RIO — Ataulfo Alves e Wilson Baptista soltam, em 1941, na voz de Ciro Monteiro: “Quem trabalha é que tem razão/ Eu digo e não tenho medo de errar”. Martinho rebate com malemolência, com versos de Darcy da Mangueira escritos em 1974: “Na segunda-feira eu não vou trabalhar/ Na terça não vou pra poder descansar/ Na quarta preciso me recuperar/ Na quinta eu acordo meio-dia, não dá/ Na sexta viajo pra veranear/ No sábado vou pra Mangueira sambar/ Domingo é descanso e eu não vou mesmo lá”. Com tintas cruas e contundentes, o rapper Projota descreve a dureza de um “bonde São Januário” contemporâneo, dos anos 2010: “Sardinhas enlatadas são jogadas ao relento/ (...) Porque dá mais trabalho chegar no trabalho do que trabalhar”.
O tema do trabalho atravessa as fases da canção brasileira desde seu início — com a fundação do malandro mítico — até os dias de hoje, com o impacto da tecnologia e das crises econômicas. Neste 1º de Maio — data criada em memória dos operários de Chicago mortos em 1886 por reivindicarem melhores condições —, O GLOBO visita o tratamento dado ao tema na música brasileira, ao longo de sua história.

→ INSTRUÇÃO 1
No trecho sobre o trabalho na canção brasileira, na voz de quem Ataulfo Alves e Wilson Baptista lançaram sua canção em 1941?
→ INSTRUÇÃO 2
Reescreva a parte do trecho que começa com as palavras "O tema do trabalho" e termina com "de sua história.", substituindo "operários" por "trabalhadores".

→ CONTEÚDO DOS DADOS

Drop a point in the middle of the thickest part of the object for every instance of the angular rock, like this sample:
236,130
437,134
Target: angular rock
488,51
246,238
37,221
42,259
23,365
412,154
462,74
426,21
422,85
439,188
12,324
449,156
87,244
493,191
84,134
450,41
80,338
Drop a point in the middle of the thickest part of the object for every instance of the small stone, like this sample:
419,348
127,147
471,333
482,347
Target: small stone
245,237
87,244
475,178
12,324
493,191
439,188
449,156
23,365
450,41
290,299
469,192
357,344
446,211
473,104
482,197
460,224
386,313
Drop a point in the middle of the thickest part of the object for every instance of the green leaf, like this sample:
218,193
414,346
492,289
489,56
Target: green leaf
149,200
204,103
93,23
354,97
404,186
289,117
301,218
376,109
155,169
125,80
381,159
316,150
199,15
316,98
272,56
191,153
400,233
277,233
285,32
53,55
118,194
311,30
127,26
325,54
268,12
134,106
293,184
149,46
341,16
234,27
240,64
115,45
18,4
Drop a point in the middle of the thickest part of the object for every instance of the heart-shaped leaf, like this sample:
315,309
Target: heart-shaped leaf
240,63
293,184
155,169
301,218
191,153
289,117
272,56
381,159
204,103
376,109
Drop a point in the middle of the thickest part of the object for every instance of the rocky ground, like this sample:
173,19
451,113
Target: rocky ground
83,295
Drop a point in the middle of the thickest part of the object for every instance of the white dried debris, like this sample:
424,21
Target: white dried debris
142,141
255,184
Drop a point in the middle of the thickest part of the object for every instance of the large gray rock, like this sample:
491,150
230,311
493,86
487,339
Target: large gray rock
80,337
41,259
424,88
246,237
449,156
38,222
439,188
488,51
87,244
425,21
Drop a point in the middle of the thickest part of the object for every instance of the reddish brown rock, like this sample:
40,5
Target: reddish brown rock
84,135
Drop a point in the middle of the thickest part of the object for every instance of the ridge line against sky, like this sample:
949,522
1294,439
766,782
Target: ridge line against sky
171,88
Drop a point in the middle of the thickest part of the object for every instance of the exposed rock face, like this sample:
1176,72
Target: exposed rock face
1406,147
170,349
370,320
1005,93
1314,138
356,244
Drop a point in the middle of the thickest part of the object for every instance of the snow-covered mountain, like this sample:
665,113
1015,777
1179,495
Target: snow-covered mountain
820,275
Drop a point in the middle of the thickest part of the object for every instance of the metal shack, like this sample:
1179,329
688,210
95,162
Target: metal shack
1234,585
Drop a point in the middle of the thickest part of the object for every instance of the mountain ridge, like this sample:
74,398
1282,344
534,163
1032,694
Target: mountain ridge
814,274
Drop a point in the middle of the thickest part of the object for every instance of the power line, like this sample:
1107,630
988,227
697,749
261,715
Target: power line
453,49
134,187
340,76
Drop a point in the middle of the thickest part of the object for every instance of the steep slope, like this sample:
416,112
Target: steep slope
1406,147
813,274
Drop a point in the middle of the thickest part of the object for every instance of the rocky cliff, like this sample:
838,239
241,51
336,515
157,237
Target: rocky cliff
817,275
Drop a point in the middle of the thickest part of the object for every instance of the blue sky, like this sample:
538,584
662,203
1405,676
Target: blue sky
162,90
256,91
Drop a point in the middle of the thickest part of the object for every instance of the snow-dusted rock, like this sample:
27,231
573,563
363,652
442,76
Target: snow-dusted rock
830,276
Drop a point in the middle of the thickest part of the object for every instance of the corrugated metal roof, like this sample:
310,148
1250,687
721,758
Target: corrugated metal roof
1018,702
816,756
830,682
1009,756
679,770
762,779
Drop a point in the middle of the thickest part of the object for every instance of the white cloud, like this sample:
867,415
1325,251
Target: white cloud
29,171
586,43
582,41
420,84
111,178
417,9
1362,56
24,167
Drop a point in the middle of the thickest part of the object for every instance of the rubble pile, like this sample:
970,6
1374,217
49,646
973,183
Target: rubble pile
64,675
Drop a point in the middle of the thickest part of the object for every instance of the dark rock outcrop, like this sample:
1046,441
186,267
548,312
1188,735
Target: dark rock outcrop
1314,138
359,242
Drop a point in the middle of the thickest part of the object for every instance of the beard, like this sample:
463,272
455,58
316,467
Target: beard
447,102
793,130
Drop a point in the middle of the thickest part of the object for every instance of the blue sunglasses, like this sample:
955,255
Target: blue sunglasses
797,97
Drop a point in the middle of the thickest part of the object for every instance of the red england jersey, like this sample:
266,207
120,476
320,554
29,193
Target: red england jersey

→ RESPOSTA DO EXERCÍCIO 1
Na voz de Ciro Monteiro.

→ RESPOSTA DO EXERCÍCIO 2
O tema do trabalho atravessa as fases da canção brasileira desde seu início — com a fundação do malandro mítico — até os dias de hoje, com o impacto da tecnologia e das crises econômicas. Neste 1º de Maio — data criada em memória dos trabalhadores de Chicago mortos em 1886 por reivindicarem melhores condições —, O GLOBO visita o tratamento dado ao tema na música brasileira, ao longo de sua história.